INSTRUCTION:
Return the records from their start through the line containing "negative clicks: (335, 183)", both ends included, reproducing each line precisely. Leave the pictures out of your answer.

DATA SECTION:
• • • • •
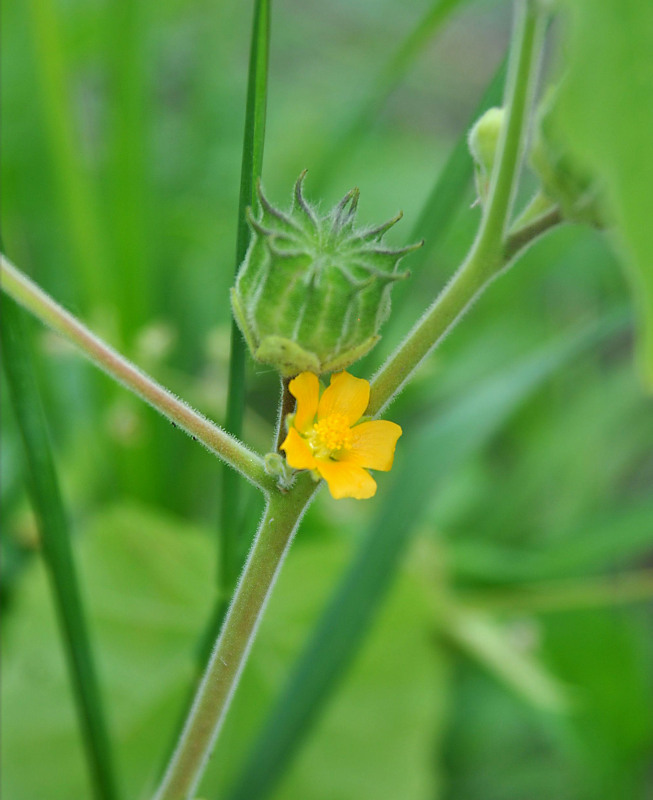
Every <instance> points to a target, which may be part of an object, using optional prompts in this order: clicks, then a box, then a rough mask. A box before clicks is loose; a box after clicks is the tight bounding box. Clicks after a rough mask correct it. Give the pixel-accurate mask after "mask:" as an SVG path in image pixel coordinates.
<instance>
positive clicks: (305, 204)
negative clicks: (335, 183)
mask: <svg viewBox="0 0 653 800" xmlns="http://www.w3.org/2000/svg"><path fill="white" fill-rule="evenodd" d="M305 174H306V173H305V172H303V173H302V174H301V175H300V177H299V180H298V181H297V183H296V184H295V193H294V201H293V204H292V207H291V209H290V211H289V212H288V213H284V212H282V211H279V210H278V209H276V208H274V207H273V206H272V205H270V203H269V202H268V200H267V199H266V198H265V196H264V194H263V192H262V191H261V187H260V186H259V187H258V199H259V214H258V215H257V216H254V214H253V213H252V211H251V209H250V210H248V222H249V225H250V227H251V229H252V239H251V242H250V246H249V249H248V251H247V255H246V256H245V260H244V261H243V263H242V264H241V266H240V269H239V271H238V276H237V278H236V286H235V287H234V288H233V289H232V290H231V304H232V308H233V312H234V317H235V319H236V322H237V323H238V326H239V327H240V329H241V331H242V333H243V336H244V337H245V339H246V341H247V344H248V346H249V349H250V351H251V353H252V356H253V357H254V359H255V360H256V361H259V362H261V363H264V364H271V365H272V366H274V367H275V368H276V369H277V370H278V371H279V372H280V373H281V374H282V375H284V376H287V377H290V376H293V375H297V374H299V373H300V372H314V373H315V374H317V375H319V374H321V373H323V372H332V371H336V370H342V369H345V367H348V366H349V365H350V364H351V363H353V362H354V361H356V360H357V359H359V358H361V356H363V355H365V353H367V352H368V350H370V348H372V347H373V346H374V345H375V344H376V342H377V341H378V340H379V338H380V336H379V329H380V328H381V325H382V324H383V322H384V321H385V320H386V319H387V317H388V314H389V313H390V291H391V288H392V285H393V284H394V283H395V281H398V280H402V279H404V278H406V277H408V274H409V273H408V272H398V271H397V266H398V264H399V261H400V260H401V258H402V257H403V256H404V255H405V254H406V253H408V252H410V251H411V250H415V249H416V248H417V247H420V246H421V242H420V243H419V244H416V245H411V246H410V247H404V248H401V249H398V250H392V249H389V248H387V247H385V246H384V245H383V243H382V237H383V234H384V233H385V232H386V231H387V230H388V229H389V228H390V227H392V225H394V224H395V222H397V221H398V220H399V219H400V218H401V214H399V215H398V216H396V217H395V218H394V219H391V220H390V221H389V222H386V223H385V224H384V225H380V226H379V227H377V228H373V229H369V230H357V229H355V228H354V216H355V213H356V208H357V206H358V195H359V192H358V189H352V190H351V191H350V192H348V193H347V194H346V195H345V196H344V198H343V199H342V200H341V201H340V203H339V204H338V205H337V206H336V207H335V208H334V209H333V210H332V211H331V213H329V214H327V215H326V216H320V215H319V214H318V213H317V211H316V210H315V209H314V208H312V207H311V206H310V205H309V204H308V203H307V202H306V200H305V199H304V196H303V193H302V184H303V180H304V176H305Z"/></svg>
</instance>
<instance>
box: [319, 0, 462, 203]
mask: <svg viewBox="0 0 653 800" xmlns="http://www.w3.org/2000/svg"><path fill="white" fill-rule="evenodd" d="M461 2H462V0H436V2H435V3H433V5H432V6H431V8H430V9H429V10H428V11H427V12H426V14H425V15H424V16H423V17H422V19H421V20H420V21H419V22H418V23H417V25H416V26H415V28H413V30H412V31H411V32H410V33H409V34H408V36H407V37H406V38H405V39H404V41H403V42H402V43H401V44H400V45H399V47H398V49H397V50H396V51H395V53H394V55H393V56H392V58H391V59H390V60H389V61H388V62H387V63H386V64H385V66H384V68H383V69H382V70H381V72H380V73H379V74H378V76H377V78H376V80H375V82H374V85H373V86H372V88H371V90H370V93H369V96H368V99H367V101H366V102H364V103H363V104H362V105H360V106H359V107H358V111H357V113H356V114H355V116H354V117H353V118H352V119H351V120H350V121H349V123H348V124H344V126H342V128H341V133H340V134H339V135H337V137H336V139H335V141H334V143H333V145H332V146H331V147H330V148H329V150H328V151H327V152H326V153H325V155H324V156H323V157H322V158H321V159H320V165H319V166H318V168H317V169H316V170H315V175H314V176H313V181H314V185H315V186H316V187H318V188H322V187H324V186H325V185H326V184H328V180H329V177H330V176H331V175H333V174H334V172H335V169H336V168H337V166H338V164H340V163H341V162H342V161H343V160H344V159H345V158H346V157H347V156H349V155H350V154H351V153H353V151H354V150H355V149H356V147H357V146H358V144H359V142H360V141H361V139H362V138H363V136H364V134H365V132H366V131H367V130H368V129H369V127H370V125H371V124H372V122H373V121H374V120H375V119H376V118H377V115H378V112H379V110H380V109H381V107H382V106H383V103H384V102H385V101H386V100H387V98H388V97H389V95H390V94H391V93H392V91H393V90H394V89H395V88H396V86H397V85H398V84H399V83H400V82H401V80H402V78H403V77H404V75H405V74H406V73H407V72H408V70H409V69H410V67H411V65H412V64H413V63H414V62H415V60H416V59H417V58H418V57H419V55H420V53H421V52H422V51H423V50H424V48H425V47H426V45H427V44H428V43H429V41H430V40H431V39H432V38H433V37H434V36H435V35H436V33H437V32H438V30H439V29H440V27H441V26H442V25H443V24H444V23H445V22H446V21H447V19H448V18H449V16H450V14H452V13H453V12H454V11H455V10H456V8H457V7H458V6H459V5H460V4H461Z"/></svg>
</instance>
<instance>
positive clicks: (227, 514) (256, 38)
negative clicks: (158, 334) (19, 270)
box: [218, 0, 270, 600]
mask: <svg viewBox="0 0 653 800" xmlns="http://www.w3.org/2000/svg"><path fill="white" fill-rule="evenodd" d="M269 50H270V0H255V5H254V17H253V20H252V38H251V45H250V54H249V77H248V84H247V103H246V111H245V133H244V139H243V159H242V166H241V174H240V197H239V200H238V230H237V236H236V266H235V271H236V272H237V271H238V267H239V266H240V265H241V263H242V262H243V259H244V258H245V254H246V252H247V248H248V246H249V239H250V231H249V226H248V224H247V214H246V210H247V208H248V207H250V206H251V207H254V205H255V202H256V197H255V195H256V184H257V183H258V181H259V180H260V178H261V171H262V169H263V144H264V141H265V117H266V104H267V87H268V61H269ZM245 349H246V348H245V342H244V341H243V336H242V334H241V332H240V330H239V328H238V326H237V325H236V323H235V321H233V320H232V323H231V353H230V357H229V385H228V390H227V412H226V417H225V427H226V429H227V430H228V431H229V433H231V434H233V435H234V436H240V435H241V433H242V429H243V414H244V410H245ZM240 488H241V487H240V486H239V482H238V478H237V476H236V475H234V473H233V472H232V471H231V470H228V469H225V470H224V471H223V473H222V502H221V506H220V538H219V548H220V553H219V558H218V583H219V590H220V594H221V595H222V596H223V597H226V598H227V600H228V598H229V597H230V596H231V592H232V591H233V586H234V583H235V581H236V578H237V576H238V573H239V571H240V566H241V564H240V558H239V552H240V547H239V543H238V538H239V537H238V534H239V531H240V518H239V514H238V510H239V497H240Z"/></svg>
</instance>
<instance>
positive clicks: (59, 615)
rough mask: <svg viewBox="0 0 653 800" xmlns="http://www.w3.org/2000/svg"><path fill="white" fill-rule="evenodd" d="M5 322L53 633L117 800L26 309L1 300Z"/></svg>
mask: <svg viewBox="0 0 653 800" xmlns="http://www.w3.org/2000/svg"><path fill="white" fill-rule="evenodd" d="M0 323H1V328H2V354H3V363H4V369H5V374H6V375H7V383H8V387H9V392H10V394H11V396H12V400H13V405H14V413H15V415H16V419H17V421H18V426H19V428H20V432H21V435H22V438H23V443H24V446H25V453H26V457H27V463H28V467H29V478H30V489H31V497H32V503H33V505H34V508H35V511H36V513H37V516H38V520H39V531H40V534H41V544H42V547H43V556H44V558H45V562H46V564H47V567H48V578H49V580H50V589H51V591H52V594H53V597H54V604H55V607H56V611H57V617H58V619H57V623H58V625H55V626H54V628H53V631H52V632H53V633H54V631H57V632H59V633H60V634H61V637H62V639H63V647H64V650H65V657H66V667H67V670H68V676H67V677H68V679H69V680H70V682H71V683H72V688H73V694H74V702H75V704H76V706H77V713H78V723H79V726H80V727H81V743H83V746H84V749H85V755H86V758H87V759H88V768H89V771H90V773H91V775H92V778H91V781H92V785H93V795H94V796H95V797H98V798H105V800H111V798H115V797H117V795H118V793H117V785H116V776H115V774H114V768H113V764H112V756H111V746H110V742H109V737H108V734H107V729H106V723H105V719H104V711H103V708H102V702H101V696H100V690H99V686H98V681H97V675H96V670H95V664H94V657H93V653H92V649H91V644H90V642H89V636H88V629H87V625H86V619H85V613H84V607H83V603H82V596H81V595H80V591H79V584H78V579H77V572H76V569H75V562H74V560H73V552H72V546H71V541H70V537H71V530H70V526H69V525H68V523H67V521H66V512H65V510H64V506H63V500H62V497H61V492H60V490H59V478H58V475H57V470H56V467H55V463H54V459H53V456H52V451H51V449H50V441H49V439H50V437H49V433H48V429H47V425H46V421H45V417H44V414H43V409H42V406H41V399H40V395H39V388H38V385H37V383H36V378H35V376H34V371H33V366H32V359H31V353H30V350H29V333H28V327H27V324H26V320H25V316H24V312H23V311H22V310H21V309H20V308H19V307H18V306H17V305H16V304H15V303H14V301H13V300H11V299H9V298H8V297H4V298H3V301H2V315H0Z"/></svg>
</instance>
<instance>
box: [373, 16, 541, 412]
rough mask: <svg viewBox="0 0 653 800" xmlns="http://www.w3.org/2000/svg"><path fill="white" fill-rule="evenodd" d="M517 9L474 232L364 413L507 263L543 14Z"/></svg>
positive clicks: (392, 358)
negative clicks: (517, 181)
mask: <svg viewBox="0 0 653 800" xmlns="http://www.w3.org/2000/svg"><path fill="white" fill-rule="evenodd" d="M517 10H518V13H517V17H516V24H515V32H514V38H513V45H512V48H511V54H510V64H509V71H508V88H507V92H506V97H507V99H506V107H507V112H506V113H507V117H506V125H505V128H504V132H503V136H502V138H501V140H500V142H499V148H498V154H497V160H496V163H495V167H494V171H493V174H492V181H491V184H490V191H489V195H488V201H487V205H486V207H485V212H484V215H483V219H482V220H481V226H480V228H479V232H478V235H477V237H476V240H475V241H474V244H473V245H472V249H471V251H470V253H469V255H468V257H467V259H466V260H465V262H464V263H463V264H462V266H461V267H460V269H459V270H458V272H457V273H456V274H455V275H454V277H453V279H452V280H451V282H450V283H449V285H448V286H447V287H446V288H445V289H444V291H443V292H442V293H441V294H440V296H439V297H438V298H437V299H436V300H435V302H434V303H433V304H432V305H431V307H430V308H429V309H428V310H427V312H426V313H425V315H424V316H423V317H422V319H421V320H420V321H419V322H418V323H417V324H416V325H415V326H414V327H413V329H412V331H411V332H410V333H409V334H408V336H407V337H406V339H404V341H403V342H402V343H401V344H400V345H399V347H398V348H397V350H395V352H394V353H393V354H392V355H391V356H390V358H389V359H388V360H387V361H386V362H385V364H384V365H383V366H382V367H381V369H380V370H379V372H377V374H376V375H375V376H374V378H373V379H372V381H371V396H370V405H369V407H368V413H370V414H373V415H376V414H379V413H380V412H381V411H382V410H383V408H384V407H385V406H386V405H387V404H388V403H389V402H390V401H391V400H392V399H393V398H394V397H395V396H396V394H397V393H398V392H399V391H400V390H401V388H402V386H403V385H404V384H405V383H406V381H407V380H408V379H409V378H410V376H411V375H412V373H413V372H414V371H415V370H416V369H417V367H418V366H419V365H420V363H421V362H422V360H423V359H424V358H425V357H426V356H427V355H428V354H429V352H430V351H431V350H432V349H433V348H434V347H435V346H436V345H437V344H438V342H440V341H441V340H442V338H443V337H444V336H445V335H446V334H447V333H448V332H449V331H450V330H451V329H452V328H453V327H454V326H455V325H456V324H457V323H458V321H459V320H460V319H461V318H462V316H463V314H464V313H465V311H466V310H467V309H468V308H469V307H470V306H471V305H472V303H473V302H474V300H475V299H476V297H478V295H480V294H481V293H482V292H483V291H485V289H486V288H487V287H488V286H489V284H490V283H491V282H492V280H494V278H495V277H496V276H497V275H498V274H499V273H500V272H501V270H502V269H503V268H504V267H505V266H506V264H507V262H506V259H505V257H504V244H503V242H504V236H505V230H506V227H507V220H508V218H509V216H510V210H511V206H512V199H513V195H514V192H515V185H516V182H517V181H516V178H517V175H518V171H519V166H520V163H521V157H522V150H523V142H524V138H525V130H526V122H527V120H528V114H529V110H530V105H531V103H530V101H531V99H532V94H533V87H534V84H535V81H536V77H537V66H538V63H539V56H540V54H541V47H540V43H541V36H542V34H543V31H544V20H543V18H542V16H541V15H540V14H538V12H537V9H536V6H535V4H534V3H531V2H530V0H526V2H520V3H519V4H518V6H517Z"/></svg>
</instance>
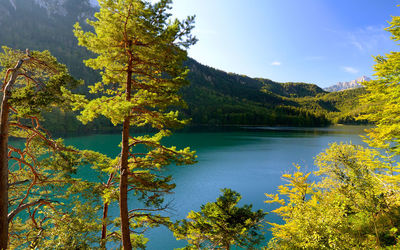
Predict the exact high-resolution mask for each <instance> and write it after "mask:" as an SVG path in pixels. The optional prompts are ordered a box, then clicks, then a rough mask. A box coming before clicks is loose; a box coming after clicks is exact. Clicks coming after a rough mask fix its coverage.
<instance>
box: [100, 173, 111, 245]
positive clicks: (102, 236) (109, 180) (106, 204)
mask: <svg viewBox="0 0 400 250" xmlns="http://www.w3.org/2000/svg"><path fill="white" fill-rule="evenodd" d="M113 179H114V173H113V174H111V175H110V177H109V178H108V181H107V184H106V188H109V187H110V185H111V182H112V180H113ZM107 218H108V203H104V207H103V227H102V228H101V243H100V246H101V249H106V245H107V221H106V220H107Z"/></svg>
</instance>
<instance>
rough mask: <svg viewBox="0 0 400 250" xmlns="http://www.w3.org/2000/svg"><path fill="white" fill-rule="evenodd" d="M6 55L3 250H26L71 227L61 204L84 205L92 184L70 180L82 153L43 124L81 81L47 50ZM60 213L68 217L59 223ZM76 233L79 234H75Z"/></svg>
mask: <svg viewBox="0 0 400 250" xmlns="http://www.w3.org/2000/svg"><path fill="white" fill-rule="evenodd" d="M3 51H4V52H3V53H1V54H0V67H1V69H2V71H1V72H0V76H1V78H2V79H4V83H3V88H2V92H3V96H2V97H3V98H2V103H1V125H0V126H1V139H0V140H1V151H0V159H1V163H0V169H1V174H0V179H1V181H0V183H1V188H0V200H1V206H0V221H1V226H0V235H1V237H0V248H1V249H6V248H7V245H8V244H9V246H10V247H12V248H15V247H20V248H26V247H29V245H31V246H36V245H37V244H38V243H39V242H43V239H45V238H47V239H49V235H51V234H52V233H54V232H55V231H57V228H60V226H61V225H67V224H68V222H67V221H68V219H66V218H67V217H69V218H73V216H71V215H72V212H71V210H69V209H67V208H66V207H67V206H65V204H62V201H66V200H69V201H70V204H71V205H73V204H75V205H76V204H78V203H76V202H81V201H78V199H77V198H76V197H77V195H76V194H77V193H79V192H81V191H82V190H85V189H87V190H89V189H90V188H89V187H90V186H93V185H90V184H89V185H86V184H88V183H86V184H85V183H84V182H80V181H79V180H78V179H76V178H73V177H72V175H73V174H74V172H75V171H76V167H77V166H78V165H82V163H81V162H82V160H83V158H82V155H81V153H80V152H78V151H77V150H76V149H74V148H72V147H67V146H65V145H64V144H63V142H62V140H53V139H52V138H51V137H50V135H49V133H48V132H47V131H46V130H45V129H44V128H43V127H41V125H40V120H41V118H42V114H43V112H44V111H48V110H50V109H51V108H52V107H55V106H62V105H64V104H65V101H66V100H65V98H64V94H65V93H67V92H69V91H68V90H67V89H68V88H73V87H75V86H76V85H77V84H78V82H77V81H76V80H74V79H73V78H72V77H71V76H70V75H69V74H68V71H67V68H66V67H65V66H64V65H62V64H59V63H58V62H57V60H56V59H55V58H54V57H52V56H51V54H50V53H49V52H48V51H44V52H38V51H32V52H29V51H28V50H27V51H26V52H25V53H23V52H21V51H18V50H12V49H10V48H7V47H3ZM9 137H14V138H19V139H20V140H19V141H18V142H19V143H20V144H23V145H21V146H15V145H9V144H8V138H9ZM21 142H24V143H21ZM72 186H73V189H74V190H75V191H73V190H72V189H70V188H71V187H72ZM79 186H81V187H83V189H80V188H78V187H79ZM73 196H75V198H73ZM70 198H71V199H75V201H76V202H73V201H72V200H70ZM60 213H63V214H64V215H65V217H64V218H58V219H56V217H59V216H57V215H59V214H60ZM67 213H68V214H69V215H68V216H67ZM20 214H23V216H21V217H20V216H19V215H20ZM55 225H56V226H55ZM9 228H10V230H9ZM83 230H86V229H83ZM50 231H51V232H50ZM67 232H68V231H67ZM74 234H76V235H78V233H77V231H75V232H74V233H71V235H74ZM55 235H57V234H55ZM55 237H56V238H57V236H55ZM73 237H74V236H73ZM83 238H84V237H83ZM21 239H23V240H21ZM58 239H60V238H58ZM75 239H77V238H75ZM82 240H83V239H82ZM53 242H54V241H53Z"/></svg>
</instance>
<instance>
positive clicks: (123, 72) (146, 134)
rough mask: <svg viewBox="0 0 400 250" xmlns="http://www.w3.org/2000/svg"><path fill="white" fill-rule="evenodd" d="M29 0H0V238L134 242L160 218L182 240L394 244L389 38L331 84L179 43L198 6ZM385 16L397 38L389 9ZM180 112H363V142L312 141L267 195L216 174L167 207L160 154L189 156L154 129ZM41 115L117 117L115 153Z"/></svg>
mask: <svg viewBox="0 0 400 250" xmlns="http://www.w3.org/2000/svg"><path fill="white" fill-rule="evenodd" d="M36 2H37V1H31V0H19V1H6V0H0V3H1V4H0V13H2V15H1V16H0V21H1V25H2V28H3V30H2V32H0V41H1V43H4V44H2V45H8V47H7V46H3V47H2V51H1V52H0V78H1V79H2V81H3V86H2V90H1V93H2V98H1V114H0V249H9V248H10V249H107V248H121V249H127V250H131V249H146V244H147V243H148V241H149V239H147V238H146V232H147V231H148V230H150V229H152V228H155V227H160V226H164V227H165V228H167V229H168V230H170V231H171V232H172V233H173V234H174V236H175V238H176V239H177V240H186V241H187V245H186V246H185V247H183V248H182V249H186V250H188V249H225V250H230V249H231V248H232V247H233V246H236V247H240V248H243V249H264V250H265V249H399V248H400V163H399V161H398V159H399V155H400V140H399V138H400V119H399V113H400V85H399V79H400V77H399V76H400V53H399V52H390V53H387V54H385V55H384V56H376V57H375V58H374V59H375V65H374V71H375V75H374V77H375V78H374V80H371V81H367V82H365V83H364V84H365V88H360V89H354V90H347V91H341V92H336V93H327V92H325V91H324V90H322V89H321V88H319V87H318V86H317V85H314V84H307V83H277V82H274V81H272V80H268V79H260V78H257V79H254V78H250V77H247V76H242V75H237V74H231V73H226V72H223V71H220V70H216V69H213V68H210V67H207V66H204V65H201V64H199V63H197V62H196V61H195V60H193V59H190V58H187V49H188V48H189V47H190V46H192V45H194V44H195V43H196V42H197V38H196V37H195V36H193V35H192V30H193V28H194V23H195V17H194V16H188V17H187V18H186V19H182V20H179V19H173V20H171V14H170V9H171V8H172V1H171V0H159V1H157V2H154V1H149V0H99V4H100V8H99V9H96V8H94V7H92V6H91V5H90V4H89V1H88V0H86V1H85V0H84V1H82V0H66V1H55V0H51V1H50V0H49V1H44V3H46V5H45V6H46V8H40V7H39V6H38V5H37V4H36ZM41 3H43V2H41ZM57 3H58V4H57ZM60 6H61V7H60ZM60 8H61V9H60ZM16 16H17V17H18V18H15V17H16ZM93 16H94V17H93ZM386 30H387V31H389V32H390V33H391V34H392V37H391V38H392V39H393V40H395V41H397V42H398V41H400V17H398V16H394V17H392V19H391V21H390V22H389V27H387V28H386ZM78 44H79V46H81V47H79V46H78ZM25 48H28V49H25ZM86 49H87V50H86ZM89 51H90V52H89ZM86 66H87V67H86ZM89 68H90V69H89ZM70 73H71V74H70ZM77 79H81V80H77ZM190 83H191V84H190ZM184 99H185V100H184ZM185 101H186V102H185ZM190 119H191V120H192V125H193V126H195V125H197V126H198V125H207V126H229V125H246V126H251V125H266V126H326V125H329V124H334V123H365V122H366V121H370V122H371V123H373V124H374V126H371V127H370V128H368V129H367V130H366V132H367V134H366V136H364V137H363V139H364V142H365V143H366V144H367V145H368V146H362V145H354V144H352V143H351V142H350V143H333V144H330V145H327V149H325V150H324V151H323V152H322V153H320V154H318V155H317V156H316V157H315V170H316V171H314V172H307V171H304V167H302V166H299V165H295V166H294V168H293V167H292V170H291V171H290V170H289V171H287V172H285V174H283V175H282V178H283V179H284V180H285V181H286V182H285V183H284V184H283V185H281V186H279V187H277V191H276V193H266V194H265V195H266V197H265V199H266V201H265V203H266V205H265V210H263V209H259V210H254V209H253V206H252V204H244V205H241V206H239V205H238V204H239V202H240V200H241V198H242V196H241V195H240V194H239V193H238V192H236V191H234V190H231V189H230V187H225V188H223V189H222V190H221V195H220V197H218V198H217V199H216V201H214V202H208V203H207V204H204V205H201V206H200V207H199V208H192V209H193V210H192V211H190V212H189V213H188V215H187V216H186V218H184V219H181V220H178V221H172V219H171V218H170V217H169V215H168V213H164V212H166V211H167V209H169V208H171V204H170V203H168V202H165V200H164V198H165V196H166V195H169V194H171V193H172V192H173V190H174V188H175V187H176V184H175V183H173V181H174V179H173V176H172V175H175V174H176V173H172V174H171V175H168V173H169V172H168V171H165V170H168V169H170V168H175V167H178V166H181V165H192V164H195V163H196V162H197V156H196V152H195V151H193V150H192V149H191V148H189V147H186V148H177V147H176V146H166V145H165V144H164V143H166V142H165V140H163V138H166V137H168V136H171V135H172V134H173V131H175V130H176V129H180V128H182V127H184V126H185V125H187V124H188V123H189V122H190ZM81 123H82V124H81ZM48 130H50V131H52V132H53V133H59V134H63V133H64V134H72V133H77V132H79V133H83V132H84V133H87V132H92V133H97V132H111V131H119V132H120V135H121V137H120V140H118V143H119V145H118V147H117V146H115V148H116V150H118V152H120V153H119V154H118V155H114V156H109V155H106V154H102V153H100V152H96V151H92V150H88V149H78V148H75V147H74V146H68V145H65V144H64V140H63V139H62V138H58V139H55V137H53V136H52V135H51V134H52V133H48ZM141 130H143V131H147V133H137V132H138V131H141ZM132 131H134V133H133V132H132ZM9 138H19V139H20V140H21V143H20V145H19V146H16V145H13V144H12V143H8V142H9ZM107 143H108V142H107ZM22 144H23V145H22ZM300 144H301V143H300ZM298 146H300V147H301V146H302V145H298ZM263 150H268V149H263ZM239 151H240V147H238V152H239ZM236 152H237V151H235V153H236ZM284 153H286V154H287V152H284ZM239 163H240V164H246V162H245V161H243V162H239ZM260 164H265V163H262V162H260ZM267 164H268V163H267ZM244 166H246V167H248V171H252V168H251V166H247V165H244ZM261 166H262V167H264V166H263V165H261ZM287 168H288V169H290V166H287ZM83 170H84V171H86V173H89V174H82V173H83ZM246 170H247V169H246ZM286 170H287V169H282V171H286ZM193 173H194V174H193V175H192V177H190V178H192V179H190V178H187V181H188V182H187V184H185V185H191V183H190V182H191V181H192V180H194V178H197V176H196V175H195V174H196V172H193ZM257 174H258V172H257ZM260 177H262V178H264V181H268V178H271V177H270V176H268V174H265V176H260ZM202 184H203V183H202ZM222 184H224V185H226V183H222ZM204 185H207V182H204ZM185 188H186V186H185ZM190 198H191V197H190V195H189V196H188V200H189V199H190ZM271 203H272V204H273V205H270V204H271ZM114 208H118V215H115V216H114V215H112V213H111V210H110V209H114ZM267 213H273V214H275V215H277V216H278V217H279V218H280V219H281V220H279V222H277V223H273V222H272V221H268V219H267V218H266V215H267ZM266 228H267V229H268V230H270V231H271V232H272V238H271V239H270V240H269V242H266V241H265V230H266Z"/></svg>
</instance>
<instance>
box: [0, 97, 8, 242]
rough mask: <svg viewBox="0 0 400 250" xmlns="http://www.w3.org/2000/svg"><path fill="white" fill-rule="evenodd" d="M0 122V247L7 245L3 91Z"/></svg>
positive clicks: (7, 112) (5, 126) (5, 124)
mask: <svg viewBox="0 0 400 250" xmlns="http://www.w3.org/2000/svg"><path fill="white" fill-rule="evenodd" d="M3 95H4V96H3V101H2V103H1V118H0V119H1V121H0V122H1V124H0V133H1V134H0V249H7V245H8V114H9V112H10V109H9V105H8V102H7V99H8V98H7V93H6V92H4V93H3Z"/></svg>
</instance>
• • • • •
EXERCISE OUTPUT:
Every <instance> points to a target, which may be part of an object, using optional prompts in this order: clicks, then a box, then a rough mask. A box before clicks is loose; a box after clicks is the tight bounding box. Clicks after a rough mask correct it. Give the pixel-accurate mask after "mask:" as an SVG path in image pixel coordinates.
<instance>
positive clicks: (305, 204)
negative clicks: (335, 183)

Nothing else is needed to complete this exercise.